(Image region outline records)
<<<<

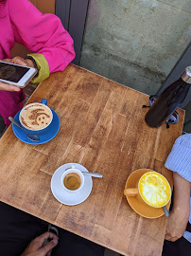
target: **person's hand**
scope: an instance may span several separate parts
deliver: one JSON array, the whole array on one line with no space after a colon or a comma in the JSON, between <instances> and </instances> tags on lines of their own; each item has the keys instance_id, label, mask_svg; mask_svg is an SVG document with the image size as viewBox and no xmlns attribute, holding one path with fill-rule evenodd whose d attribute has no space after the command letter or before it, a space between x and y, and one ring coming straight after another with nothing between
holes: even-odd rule
<instances>
[{"instance_id":1,"label":"person's hand","mask_svg":"<svg viewBox=\"0 0 191 256\"><path fill-rule=\"evenodd\" d=\"M46 239L52 240L50 242L47 241L45 246L43 247ZM50 256L52 249L58 244L58 239L56 234L45 232L32 240L21 256Z\"/></svg>"},{"instance_id":2,"label":"person's hand","mask_svg":"<svg viewBox=\"0 0 191 256\"><path fill-rule=\"evenodd\" d=\"M165 240L175 242L181 238L185 231L187 222L189 218L188 214L182 210L172 210L167 219L167 225L165 229Z\"/></svg>"},{"instance_id":3,"label":"person's hand","mask_svg":"<svg viewBox=\"0 0 191 256\"><path fill-rule=\"evenodd\" d=\"M16 56L13 59L5 59L3 60L3 62L34 67L34 64L31 60L28 59L24 60L22 57L19 56ZM0 90L9 92L19 92L21 89L12 84L8 84L0 82Z\"/></svg>"},{"instance_id":4,"label":"person's hand","mask_svg":"<svg viewBox=\"0 0 191 256\"><path fill-rule=\"evenodd\" d=\"M31 60L29 59L25 60L19 56L16 56L12 59L5 59L3 60L3 62L34 67L33 62Z\"/></svg>"}]
</instances>

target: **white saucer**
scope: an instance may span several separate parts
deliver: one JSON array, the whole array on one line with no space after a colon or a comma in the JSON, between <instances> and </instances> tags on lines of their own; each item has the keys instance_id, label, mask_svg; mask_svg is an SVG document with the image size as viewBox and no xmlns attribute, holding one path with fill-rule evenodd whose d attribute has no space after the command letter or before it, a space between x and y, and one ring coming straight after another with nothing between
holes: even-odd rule
<instances>
[{"instance_id":1,"label":"white saucer","mask_svg":"<svg viewBox=\"0 0 191 256\"><path fill-rule=\"evenodd\" d=\"M67 192L61 186L61 175L66 169L76 166L79 171L89 173L88 170L78 163L67 163L59 167L52 175L51 191L54 197L63 205L75 206L82 203L91 193L93 181L92 177L84 175L84 185L78 192Z\"/></svg>"}]
</instances>

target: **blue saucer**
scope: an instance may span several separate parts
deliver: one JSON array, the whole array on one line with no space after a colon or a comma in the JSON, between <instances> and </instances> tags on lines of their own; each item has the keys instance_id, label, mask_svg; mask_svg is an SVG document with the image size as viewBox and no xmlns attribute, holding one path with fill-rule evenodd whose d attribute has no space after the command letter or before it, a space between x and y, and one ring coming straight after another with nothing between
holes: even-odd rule
<instances>
[{"instance_id":1,"label":"blue saucer","mask_svg":"<svg viewBox=\"0 0 191 256\"><path fill-rule=\"evenodd\" d=\"M14 119L18 123L20 123L20 121L19 121L19 113L21 111L19 111L14 117ZM18 126L16 126L14 123L12 123L13 133L21 141L23 141L26 144L39 145L39 144L43 144L43 143L50 141L53 137L55 137L55 136L58 134L59 129L60 129L59 116L57 115L57 113L54 110L52 110L52 113L53 113L53 119L52 119L52 122L50 124L50 129L48 130L48 132L46 134L39 136L39 138L40 138L39 141L32 141L29 138L27 138L26 134L22 129L20 129Z\"/></svg>"}]
</instances>

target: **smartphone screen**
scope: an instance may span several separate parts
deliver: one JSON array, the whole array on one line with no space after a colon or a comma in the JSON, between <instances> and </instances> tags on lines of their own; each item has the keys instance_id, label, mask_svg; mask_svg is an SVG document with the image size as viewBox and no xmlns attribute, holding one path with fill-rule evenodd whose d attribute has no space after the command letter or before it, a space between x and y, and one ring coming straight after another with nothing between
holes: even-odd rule
<instances>
[{"instance_id":1,"label":"smartphone screen","mask_svg":"<svg viewBox=\"0 0 191 256\"><path fill-rule=\"evenodd\" d=\"M29 67L10 65L0 63L0 79L18 82L21 78L29 70Z\"/></svg>"},{"instance_id":2,"label":"smartphone screen","mask_svg":"<svg viewBox=\"0 0 191 256\"><path fill-rule=\"evenodd\" d=\"M36 68L0 61L0 82L24 88L36 74Z\"/></svg>"}]
</instances>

>>>>

DIRECTION:
Write the full listing out again with every line unchanged, but include no pictures.

RESULT:
target: **person's hand**
scope: an instance may span several separate parts
deliver: one JSON array, the whole array on one line with no space after a colon or a comma in the JSON, between <instances> and </instances> tags on lines of their own; each item has the keys instance_id, label, mask_svg; mask_svg is an SVG document with the image size as viewBox and no xmlns attribute, holding one path with fill-rule evenodd whose d attribute has no space after the command letter or before it, a space between x and y, and one ring coming straight after another with nothing between
holes: even-odd rule
<instances>
[{"instance_id":1,"label":"person's hand","mask_svg":"<svg viewBox=\"0 0 191 256\"><path fill-rule=\"evenodd\" d=\"M46 239L52 240L50 242L47 241L45 246L43 247ZM50 256L52 249L58 244L58 239L56 234L45 232L32 240L21 256Z\"/></svg>"},{"instance_id":2,"label":"person's hand","mask_svg":"<svg viewBox=\"0 0 191 256\"><path fill-rule=\"evenodd\" d=\"M165 240L175 242L181 238L185 231L187 222L189 218L188 214L182 210L172 210L167 219L167 225L165 229Z\"/></svg>"},{"instance_id":3,"label":"person's hand","mask_svg":"<svg viewBox=\"0 0 191 256\"><path fill-rule=\"evenodd\" d=\"M16 56L13 59L5 59L3 60L3 62L34 67L34 64L31 60L28 59L24 60L22 57L19 56ZM0 90L9 92L19 92L21 89L12 84L8 84L0 82Z\"/></svg>"},{"instance_id":4,"label":"person's hand","mask_svg":"<svg viewBox=\"0 0 191 256\"><path fill-rule=\"evenodd\" d=\"M31 60L29 59L25 60L19 56L16 56L12 59L5 59L3 60L3 62L34 67L33 62Z\"/></svg>"}]
</instances>

target: **white saucer**
scope: an instance may span several separate parts
deliver: one JSON array, the whole array on one line with no space after a colon or a comma in the JSON, between <instances> and </instances> tags on lines of their own; each item has the keys instance_id, label, mask_svg; mask_svg is an SVG document with the image size as viewBox and no xmlns attribute, holding one path with fill-rule evenodd whose d attribute has no space after the command letter or before it, a space between x and y, and one ring coming straight after another with nothing between
holes: even-odd rule
<instances>
[{"instance_id":1,"label":"white saucer","mask_svg":"<svg viewBox=\"0 0 191 256\"><path fill-rule=\"evenodd\" d=\"M67 192L61 186L61 175L66 169L76 166L79 171L89 173L88 170L78 163L67 163L59 167L52 175L51 191L54 197L63 205L75 206L82 203L91 193L93 181L92 177L84 175L84 185L78 192Z\"/></svg>"}]
</instances>

target: **blue saucer**
scope: an instance may span several separate parts
deliver: one JSON array, the whole array on one line with no space after a colon or a comma in the JSON, between <instances> and </instances> tags on lines of their own; each item has the keys instance_id, label, mask_svg; mask_svg is an SVG document with the image size as viewBox and no xmlns attribute, holding one path with fill-rule evenodd whose d attribute has no space after the command letter or before it, a space between x and y, and one ring coming straight after another with nothing between
holes: even-odd rule
<instances>
[{"instance_id":1,"label":"blue saucer","mask_svg":"<svg viewBox=\"0 0 191 256\"><path fill-rule=\"evenodd\" d=\"M14 119L18 123L20 123L20 121L19 121L19 113L21 111L19 111L14 117ZM18 126L16 126L14 123L12 123L13 133L21 141L23 141L26 144L39 145L39 144L43 144L43 143L50 141L53 137L55 137L55 136L58 134L59 129L60 129L59 116L57 115L57 113L54 110L52 110L52 113L53 113L53 119L52 119L52 122L50 124L50 129L48 130L48 132L46 134L39 136L39 138L40 138L39 141L32 141L29 138L27 138L26 134L22 129L20 129Z\"/></svg>"}]
</instances>

target: **smartphone screen**
scope: an instance may span several separate parts
deliver: one JSON array, the whole array on one line with no space after a colon or a comma in the JSON, between <instances> and </instances> tags on lines of their own; each item has the keys instance_id, label, mask_svg; mask_svg is an SVG document with the image size as viewBox and no xmlns attribute, holding one path with fill-rule evenodd whose d attribute has no space after the command letter or before it, a space between x and y, and one ring coming straight after another with nothing between
holes: even-odd rule
<instances>
[{"instance_id":1,"label":"smartphone screen","mask_svg":"<svg viewBox=\"0 0 191 256\"><path fill-rule=\"evenodd\" d=\"M29 67L10 65L0 63L0 79L18 82L21 78L29 70Z\"/></svg>"},{"instance_id":2,"label":"smartphone screen","mask_svg":"<svg viewBox=\"0 0 191 256\"><path fill-rule=\"evenodd\" d=\"M36 68L0 61L0 82L24 88L36 74Z\"/></svg>"}]
</instances>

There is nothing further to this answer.